→ **Page extract**:
<<<<

The Charlotte Hornets have lost six straight games and hold onto to eighth spot in the Eastern Conference by just one game.
It’s not like we expected them to beat the Golden State Warriors, especially not on the second night of a back-to-back. That said, I’m not sure anyone expected them to lose the way they did. The final score of 126-111 is misleading; the Hornets were never within striking distance.
I suppose one could find solace in the fact that Frank Kaminsky scored a career-high 24 points, or that the Hornets more or less kept pace with the Warriors after the first quarter.
But if you’ve watched this team over the past month and a half, solace is likely a foreign feeling. As is pain. At this point, most of us are just numb.
Stephen Curry finished Wednesday’s game with 39 points on just 20 shots — 11 of which were 3-point makes. Klay Thompson finished with 29 points on 19 shots — six of which were 3-point makes.
The Warriors as a team connected on 21 of their 48 attempts from behind the arc.
This isn’t exactly news nor substantive analysis, but the Hornets cannot defend effectively anymore. Going into tonight, 29.2 percent of their opponents’ shots are open shots, according to NBA.com. That’s fifth worst in the league. An additional 18.9 percent are considered wide open.
The Warriors dropped 77 points on the Hornets in the first half on 56 percent shooting.
In contrast, the Hornets scored 56 points and shot 44 percent in the first half. They also tallied 33 assists for the game, which is more than enough to win — if you play defense. Head coach Steve Clifford is surely livid.

>>>>

→ **Given problem 1**:
Can you arrange the records from the line containing "Task: Where can the wood plank" through the line containing "x=237, y=317" as a two-column CSV with the headers record_text and record_answer? Use one row for each record in that span, and put its text and its answer each in a single quoted field with line breaks turned into spaces.

→ **Material provided**:
<<<<

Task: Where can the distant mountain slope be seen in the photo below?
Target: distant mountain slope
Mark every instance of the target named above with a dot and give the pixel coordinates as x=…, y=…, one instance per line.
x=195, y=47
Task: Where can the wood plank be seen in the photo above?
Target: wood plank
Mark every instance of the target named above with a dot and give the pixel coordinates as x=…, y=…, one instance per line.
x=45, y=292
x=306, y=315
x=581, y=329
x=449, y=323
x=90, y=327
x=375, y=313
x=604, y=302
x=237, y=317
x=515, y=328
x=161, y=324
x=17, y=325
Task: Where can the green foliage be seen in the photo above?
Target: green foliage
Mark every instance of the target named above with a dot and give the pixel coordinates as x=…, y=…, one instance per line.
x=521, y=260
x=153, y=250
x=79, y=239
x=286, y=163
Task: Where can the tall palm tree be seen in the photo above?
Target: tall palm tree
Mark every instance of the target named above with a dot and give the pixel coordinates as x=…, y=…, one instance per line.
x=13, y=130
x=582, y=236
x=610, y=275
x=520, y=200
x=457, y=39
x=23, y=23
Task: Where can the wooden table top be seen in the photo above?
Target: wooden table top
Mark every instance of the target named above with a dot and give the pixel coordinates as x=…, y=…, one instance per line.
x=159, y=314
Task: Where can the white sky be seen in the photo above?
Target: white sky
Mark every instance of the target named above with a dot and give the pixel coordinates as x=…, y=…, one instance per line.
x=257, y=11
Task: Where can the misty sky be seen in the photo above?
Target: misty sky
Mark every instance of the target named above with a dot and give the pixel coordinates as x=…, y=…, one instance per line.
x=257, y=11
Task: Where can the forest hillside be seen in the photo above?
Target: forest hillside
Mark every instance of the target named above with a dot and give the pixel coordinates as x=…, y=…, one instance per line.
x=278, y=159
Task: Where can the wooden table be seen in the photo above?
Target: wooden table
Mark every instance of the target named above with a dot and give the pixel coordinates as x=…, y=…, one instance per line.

>>>>

→ **Given problem 2**:
How would you render this sentence from the Hornets game recap in Spanish: "The Warriors as a team connected on 21 of their 48 attempts from behind the arc."

→ **Task solution 1**:
record_text,record_answer
"Task: Where can the wood plank be seen in the photo above? Target: wood plank Mark every instance of the target named above with a dot and give the pixel coordinates as x=…, y=…, one instance per line.","x=45, y=292 x=306, y=315 x=581, y=329 x=449, y=323 x=90, y=327 x=375, y=313 x=604, y=302 x=237, y=317"

→ **Task solution 2**:
Los Warriors, como equipo, acertaron 21 de sus 48 intentos desde más allá del arco.